> **What to produce**
Copy the data exactly, from the line containing "Practice step: locate the eroded" through the line containing "x=215, y=518", including both of those lines.

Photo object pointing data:
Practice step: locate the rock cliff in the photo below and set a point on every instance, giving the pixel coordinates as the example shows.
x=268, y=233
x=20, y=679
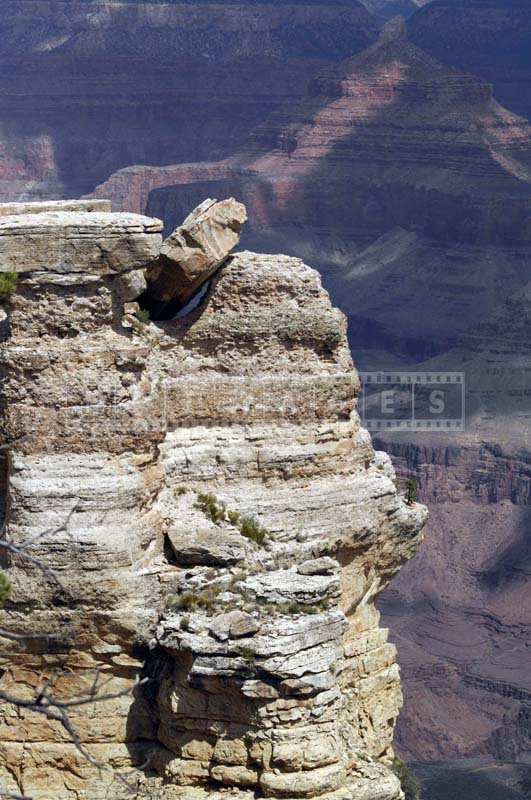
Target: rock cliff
x=390, y=137
x=216, y=519
x=490, y=38
x=460, y=612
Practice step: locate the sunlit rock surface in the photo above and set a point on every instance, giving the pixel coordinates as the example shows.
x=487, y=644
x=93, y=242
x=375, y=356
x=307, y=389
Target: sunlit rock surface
x=228, y=528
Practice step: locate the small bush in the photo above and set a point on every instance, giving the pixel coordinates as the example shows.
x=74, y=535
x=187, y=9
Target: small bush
x=409, y=783
x=233, y=517
x=209, y=505
x=8, y=285
x=252, y=530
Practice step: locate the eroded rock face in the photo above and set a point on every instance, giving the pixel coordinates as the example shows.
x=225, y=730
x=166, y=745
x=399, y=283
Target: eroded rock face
x=89, y=88
x=229, y=527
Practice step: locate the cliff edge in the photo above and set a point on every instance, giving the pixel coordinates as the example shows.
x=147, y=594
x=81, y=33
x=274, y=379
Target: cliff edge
x=215, y=518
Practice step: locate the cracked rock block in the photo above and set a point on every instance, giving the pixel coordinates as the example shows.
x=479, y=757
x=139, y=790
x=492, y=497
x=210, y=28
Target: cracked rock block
x=219, y=520
x=194, y=251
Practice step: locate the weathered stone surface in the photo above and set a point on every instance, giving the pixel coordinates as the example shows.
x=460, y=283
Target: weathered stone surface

> **The answer**
Practice step: locate the eroded rock face in the photo above and set a point on every instance, giving the pixel coordinates as the example shows.
x=225, y=730
x=166, y=745
x=399, y=283
Target: eroded rock face
x=89, y=88
x=229, y=527
Practice step: locate the cliff edge in the photo above and set a point on every instance, giving the pixel coordinates as the example shows.
x=147, y=594
x=81, y=33
x=274, y=379
Target: cliff edge
x=215, y=518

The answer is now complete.